>> Begin Data to process
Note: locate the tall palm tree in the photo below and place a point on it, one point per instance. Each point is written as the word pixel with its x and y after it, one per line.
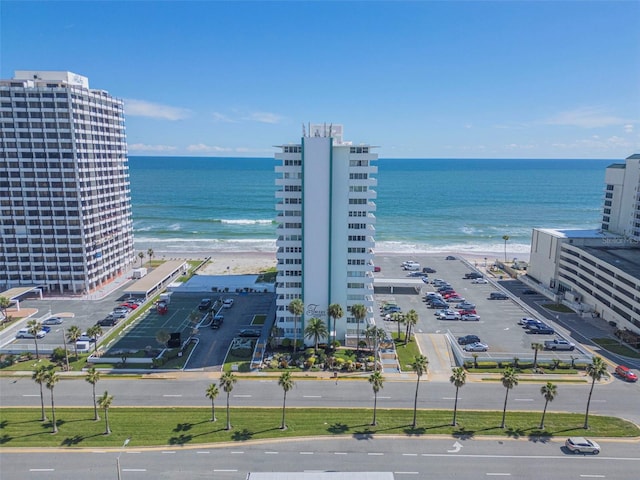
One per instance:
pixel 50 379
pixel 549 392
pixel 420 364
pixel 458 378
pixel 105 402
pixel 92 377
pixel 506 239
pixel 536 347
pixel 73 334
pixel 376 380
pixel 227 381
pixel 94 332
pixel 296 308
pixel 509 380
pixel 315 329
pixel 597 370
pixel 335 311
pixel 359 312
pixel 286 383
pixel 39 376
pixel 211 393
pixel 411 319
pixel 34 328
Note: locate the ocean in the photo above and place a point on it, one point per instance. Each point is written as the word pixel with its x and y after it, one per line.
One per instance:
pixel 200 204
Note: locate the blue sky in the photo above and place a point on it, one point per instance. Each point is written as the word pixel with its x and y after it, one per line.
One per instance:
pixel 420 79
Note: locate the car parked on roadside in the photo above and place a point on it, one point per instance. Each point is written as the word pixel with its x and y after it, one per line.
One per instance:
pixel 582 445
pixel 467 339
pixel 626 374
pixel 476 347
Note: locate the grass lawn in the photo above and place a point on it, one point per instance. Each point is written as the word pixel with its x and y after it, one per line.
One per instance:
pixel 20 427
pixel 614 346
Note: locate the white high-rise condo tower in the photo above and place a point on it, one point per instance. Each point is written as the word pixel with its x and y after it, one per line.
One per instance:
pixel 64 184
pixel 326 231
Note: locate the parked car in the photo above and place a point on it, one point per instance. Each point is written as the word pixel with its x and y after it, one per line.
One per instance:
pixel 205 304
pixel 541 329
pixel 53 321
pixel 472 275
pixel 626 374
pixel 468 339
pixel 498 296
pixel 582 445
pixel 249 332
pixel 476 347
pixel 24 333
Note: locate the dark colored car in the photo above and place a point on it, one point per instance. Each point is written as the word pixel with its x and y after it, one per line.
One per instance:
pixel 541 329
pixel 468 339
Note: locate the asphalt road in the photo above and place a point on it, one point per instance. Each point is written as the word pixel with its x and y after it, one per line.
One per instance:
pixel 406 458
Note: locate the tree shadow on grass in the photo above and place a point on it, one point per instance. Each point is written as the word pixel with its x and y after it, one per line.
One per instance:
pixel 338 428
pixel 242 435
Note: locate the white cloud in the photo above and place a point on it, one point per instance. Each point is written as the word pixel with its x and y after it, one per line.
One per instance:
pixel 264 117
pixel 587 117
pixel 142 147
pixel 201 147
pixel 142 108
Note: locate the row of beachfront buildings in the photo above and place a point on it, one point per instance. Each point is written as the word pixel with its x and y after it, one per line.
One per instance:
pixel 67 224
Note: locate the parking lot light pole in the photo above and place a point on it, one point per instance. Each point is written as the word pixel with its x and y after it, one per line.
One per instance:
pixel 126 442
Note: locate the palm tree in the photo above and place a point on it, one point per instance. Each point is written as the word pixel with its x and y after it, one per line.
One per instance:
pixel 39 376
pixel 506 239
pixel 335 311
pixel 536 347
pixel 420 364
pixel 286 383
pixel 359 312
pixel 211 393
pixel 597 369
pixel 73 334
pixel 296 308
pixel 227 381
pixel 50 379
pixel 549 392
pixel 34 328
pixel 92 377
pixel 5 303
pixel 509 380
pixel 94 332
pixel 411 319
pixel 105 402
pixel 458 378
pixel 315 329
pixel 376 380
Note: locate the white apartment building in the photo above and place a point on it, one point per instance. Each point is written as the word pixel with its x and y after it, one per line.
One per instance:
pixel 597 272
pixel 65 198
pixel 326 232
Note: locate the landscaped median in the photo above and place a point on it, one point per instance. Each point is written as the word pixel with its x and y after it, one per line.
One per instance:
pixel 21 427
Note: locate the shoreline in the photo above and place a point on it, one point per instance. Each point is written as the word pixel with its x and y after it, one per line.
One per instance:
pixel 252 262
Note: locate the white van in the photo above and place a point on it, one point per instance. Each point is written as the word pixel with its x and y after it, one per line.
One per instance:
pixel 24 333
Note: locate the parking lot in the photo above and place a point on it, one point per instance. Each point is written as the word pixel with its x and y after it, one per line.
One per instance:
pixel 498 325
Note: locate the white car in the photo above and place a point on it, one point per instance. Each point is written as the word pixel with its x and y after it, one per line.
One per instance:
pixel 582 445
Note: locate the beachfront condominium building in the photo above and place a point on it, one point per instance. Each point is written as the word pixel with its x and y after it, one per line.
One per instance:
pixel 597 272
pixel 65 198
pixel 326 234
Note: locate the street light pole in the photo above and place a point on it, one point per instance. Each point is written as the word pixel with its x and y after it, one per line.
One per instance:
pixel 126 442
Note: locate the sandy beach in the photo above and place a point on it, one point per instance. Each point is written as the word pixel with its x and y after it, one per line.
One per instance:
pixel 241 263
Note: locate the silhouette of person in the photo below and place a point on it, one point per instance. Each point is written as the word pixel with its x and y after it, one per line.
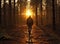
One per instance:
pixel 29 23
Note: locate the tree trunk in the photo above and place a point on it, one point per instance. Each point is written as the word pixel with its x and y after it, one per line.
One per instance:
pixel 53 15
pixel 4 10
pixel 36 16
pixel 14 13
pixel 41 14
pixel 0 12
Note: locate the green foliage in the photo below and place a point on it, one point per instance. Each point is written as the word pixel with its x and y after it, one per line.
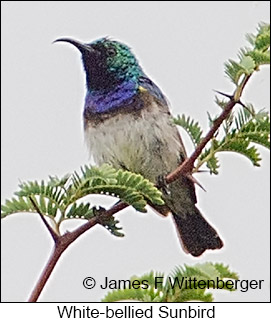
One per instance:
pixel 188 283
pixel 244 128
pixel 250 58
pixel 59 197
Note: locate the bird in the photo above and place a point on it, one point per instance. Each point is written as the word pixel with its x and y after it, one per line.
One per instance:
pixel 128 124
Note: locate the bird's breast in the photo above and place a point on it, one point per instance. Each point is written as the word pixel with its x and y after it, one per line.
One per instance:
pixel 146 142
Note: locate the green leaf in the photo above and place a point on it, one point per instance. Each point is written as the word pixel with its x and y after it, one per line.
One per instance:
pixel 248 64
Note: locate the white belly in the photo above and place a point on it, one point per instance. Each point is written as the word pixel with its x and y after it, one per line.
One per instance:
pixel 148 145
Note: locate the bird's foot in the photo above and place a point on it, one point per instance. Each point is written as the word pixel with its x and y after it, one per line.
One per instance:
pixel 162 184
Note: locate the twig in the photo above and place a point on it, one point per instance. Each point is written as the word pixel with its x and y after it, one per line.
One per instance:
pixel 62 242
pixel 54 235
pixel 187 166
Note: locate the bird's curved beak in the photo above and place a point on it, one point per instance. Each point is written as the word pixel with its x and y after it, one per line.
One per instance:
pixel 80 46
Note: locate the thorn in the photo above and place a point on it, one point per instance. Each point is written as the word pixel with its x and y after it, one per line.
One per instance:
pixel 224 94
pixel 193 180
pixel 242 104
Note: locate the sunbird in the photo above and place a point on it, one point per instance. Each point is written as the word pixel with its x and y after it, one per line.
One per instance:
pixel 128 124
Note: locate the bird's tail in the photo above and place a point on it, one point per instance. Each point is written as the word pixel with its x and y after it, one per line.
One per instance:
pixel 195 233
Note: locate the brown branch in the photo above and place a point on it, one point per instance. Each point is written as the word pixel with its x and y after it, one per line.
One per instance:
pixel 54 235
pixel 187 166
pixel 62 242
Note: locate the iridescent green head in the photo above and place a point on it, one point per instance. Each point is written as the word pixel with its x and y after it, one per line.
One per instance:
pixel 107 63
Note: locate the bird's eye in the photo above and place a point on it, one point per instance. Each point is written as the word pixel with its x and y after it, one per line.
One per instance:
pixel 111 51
>> End Data to process
## Exercise objective
Copy out word for word the lines beginning with the line that contains "Note: locate the white cloud" and going on through the line that contains "pixel 67 224", including both. Print only those lines.

## Solution
Note: locate the white cloud in the photo above and place a point on it, one point per instance. Each point is written as the word pixel with its x and y after it, one per line.
One per instance:
pixel 264 117
pixel 587 117
pixel 142 147
pixel 201 147
pixel 142 108
Note: locate the row of beachfront buildings in the photo above and place a point on it, one point per instance. Each point is written as the word pixel with its x and y after it, one per line.
One per instance:
pixel 67 224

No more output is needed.